Leading with the ‘S’ in ESG

Published  4 MIN READ

As ESG performance rises up the corporate agenda, the social dimension (the ‘S’) is rapidly emerging from the environment’s shadow – giving treasurers and CFOs an opportunity to lead by directly contributing to their company’s positive social impact. Catherine Berman, CEO and Co-Founder, CNote explains.

Evidence is mounting that ESG is not a fad. That’s true despite recent critiques of ESG ratings systems (see a good distillation of them here). In fact, some analysts see the increased scrutiny as a sign that ESG is having a significant impact. Board and investor surveys bear that out: In PwC’s 2021 Annual Corporate Directors’ Survey, 64% of directors said ESG is linked to their company’s strategy – a 15-point rise over 2020. PwC investor research from 2021 found that about 50% are willing to divest from companies that don’t take sufficient action on ESG issues, and almost 70% think ESG factors should figure in executive compensation targets.

*Supplied information*:
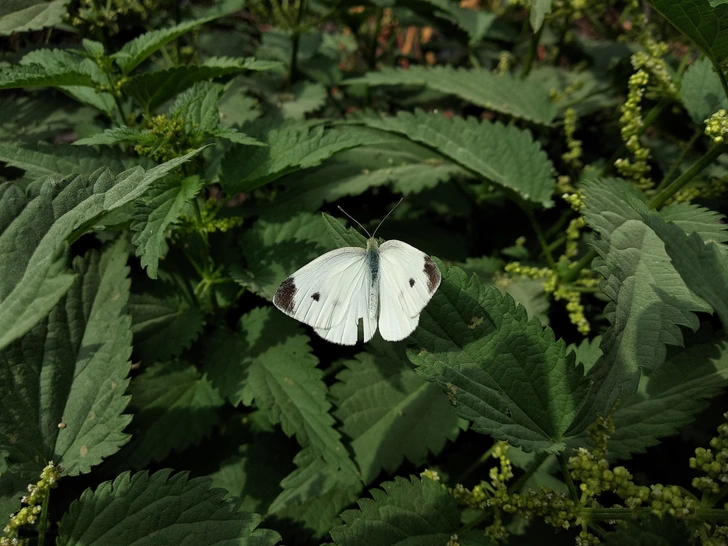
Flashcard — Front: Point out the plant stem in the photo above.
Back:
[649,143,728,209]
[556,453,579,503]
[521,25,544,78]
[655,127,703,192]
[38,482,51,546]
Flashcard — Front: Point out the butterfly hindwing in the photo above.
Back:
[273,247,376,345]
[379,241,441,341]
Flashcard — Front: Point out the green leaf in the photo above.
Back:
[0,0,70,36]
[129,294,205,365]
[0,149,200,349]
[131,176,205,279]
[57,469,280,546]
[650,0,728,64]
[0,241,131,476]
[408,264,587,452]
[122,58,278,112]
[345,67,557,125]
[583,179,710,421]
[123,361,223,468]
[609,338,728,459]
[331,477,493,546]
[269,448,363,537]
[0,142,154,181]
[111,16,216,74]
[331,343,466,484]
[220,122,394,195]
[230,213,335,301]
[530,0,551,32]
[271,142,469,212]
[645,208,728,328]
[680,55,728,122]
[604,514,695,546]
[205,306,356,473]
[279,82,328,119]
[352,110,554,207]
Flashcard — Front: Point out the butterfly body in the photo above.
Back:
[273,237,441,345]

*Required work*:
Please return, word for word, the part of the ESG article that opens with the words containing "As ESG performance" and closes with "Co-Founder, CNote explains.". The records come from a separate source unrelated to the ESG article.

*The completed task*:
As ESG performance rises up the corporate agenda, the social dimension (the ‘S’) is rapidly emerging from the environment’s shadow – giving treasurers and CFOs an opportunity to lead by directly contributing to their company’s positive social impact. Catherine Berman, CEO and Co-Founder, CNote explains.